* _Data from a collection_:

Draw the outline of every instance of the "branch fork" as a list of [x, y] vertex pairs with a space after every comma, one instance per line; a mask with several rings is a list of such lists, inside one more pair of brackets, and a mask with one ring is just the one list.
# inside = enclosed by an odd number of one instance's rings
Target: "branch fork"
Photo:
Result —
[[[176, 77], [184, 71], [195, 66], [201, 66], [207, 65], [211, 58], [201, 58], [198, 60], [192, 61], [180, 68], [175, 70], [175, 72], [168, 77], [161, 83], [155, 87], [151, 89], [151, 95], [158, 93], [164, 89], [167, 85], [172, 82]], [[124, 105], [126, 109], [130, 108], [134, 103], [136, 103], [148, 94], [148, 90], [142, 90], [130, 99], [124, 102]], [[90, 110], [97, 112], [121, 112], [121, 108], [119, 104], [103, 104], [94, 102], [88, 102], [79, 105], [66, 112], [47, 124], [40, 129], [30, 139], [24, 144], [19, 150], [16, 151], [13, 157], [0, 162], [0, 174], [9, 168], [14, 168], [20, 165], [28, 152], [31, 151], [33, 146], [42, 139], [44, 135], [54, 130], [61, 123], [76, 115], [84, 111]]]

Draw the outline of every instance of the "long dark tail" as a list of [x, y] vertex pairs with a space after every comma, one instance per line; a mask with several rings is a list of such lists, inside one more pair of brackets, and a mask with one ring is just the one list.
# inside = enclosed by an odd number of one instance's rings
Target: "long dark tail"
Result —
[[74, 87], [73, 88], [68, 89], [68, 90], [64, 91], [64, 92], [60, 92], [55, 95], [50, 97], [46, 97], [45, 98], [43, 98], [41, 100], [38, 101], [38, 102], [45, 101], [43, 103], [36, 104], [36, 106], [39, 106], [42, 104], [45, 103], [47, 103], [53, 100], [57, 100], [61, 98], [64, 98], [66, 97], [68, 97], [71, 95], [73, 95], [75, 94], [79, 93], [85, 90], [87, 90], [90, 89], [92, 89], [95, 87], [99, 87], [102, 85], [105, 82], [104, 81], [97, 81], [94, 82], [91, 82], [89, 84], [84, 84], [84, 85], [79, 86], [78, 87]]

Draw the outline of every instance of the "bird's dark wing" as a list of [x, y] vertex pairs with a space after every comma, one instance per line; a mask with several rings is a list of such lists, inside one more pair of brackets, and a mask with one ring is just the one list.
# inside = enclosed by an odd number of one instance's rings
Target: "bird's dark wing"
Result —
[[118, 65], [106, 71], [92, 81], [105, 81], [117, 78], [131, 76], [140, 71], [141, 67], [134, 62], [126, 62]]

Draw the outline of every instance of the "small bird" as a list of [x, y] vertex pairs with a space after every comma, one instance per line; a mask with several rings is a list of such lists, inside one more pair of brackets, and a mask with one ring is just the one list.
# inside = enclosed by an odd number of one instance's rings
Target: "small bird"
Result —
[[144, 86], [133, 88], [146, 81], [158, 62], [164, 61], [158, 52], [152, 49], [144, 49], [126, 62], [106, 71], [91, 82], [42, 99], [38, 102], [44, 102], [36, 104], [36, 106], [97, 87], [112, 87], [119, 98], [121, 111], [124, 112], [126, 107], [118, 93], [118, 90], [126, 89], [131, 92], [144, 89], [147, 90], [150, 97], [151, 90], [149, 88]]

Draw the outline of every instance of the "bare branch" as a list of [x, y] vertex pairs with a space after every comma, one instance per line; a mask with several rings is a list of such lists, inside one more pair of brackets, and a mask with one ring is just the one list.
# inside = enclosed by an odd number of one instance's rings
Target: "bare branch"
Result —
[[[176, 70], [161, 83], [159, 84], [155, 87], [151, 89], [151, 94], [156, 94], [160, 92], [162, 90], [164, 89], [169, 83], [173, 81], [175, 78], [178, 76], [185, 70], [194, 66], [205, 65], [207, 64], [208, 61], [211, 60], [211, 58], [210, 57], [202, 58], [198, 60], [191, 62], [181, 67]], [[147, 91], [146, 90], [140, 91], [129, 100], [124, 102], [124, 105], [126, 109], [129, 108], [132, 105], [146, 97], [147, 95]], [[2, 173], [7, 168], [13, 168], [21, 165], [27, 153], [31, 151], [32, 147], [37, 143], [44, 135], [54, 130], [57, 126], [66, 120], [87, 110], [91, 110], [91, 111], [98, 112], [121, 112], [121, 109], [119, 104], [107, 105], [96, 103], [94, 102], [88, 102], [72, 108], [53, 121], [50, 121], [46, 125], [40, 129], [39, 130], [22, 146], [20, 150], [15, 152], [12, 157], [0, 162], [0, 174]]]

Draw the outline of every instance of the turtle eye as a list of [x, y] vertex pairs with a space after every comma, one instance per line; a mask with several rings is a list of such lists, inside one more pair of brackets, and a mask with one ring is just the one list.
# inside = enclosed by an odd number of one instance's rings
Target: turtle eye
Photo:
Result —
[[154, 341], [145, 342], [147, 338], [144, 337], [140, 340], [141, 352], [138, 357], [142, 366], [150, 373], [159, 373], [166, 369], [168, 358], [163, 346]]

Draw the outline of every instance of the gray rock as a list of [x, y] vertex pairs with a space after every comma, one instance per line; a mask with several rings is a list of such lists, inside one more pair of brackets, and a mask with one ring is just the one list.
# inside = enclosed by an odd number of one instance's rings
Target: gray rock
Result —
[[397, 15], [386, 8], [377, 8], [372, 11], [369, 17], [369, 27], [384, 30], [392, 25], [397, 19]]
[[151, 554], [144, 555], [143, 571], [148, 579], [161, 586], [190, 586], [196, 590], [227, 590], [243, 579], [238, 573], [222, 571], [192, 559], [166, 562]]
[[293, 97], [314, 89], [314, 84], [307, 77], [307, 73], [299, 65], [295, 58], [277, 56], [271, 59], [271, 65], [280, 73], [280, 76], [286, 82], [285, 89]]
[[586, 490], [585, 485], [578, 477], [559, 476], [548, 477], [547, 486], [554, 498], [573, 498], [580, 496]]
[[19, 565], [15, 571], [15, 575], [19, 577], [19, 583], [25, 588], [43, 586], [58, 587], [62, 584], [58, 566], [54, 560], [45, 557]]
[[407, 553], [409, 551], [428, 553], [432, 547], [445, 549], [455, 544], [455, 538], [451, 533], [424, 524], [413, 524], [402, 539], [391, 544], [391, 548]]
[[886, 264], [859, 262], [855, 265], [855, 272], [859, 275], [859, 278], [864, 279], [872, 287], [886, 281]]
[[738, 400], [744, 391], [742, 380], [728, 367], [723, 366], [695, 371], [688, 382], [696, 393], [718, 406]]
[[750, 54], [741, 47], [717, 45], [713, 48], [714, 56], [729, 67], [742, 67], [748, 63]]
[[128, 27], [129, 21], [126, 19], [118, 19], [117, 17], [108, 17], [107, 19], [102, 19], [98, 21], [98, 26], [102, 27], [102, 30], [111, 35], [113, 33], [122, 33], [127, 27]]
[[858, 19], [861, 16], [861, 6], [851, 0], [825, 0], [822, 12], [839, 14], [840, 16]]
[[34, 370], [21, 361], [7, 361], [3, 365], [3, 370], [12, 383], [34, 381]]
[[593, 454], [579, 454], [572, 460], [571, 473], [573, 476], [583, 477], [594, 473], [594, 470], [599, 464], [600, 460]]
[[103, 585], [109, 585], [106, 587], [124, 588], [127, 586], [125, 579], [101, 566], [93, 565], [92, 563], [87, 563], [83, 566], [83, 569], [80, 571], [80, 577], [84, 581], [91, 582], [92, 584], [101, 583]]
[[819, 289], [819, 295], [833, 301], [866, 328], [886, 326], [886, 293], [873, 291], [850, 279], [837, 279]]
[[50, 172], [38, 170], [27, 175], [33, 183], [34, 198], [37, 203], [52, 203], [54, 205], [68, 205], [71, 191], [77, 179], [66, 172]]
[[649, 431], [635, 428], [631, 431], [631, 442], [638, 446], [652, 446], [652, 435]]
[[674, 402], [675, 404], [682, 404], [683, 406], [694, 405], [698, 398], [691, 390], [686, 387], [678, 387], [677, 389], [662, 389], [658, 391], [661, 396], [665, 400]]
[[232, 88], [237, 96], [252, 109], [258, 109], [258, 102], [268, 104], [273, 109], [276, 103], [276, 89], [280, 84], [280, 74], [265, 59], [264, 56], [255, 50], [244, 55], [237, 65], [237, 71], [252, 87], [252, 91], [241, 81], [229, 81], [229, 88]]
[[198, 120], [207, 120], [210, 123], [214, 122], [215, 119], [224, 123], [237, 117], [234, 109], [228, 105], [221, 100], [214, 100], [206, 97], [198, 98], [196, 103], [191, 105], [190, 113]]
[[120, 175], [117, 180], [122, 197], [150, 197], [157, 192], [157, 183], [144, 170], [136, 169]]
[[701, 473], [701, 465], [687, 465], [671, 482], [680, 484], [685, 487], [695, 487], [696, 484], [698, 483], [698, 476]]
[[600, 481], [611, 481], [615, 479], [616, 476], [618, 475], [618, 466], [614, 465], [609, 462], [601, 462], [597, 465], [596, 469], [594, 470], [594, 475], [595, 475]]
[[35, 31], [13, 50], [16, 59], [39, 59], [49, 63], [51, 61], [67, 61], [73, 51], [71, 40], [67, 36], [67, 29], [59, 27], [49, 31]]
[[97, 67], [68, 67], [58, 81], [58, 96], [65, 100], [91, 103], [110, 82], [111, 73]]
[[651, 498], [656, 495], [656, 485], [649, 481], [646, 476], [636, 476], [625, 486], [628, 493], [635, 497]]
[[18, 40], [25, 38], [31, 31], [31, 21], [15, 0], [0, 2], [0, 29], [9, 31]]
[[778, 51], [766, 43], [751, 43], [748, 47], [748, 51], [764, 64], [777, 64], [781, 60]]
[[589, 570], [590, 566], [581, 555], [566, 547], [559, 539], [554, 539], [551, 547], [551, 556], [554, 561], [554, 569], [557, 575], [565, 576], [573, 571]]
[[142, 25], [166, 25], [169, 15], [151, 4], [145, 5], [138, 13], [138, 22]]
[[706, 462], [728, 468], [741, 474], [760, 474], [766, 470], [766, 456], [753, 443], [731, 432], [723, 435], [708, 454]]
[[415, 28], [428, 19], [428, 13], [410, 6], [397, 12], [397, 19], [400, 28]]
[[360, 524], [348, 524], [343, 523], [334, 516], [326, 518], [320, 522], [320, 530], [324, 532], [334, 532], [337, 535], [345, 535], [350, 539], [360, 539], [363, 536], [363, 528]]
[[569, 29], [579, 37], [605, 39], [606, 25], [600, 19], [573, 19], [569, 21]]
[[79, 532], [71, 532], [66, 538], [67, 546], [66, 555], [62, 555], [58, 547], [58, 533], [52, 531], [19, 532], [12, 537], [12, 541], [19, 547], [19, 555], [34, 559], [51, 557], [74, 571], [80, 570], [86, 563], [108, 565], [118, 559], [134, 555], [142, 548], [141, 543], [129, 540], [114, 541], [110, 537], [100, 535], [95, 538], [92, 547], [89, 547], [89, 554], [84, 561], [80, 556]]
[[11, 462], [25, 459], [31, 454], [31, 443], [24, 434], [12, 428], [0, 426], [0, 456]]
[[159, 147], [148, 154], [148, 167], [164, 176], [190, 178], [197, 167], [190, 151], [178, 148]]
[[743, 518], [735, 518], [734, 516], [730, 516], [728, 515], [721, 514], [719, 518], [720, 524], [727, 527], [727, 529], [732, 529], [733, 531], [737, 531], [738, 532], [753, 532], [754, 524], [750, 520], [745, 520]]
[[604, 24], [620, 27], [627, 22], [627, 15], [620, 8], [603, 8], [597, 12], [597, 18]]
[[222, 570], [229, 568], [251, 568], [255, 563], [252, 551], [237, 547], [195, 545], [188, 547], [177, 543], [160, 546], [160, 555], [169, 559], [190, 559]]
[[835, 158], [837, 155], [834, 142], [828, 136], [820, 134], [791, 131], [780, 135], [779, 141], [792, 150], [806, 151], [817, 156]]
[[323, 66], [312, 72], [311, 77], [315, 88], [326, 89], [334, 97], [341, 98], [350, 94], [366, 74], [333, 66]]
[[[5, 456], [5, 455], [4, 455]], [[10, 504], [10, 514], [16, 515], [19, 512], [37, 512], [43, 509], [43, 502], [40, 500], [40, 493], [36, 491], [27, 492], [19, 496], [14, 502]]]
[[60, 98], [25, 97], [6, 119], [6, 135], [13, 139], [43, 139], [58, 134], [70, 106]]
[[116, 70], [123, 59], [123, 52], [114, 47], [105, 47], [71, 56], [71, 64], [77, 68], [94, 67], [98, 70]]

* _WRITTEN PROBLEM_:
Repeat the data from the start through the line containing "86], [78, 87]]", including that line, with every character kept as it appears.

* _RESULT_:
Draw the outline of every instance of the "branch fork" as a list of [x, y] vertex pairs with a space after every comma, one instance per line; a mask with several rings is a list of such lists, inside one more pair of brackets, and a mask with one ring is just the one list.
# inside = enclosed by an odd number of one instance's rings
Target: "branch fork"
Photo:
Result —
[[[176, 77], [184, 71], [195, 66], [201, 66], [207, 65], [211, 58], [201, 58], [198, 60], [192, 61], [180, 68], [175, 70], [175, 72], [168, 77], [161, 83], [155, 87], [151, 89], [151, 95], [158, 93], [164, 89], [167, 85], [172, 82]], [[124, 105], [126, 109], [130, 108], [134, 103], [136, 103], [148, 94], [148, 90], [142, 90], [130, 99], [124, 102]], [[90, 110], [97, 112], [121, 112], [121, 108], [119, 104], [103, 104], [94, 102], [88, 102], [79, 105], [66, 112], [47, 124], [40, 129], [30, 139], [24, 144], [19, 150], [16, 151], [13, 157], [0, 162], [0, 174], [9, 168], [14, 168], [20, 165], [28, 152], [31, 151], [33, 146], [42, 139], [44, 135], [54, 130], [61, 123], [76, 115], [84, 111]]]

Draw the outline of every instance of the "long dark tail" as a list of [x, y] vertex pairs with a space after every comma, one instance per line; a mask with several rings is a list of such lists, inside one more pair of brackets, and a mask with one ring is just the one list.
# inside = enclosed by an odd number of one instance's rings
Target: "long dark tail"
Result —
[[74, 87], [73, 88], [68, 89], [68, 90], [64, 91], [64, 92], [60, 92], [55, 95], [50, 97], [46, 97], [45, 98], [43, 98], [41, 100], [38, 101], [38, 102], [45, 101], [43, 103], [36, 104], [36, 106], [39, 106], [42, 104], [45, 103], [47, 103], [53, 100], [57, 100], [61, 98], [64, 98], [66, 97], [68, 97], [71, 95], [73, 95], [75, 94], [79, 93], [85, 90], [87, 90], [90, 89], [92, 89], [95, 87], [99, 87], [102, 85], [105, 82], [104, 81], [97, 81], [94, 82], [91, 82], [89, 84], [84, 84], [84, 85], [79, 86], [78, 87]]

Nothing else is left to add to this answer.